## [Task prompt]
Turn each line of the material into an item of a numbered list, leaving out any blank lines.

--- START ---

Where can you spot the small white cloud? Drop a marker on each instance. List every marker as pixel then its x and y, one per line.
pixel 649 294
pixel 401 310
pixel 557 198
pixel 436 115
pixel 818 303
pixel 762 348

--- END ---

## [Written reply]
1. Where can you spot the small white cloud? Drop a marker on each instance. List every marker as pixel then its x and y, one per line.
2. pixel 649 294
3. pixel 401 310
4. pixel 557 198
5. pixel 436 115
6. pixel 818 303
7. pixel 762 348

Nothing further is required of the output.